> [To do]
Find every line in the records below that contains the string "tent", and copy each of those lines.

> [Material for this task]
******************************

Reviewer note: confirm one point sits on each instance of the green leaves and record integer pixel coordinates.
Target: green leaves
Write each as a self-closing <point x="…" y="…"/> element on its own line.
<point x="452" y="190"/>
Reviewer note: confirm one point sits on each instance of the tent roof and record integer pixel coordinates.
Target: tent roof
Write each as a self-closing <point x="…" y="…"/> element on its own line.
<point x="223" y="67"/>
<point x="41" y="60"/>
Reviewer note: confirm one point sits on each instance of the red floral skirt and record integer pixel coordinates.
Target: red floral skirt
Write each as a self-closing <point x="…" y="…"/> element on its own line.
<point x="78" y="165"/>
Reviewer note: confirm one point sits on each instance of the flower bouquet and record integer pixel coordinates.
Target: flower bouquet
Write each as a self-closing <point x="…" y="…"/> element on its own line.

******************************

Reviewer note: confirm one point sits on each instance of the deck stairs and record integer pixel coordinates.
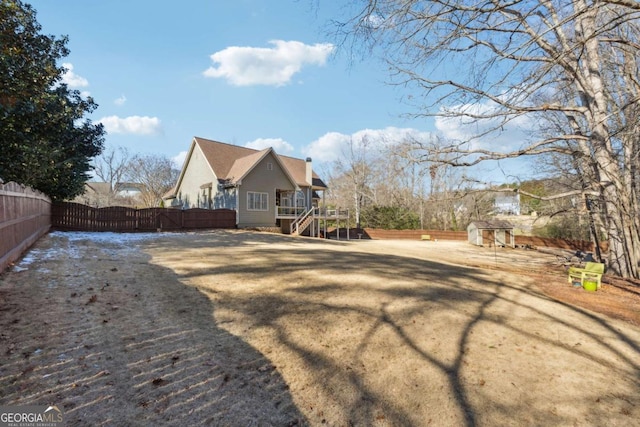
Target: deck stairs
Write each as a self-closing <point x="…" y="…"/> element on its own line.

******************************

> [Finished task]
Reviewer note: confirm one point sits on each instance of the tent roof and record integer pixel coordinates.
Target: tent roof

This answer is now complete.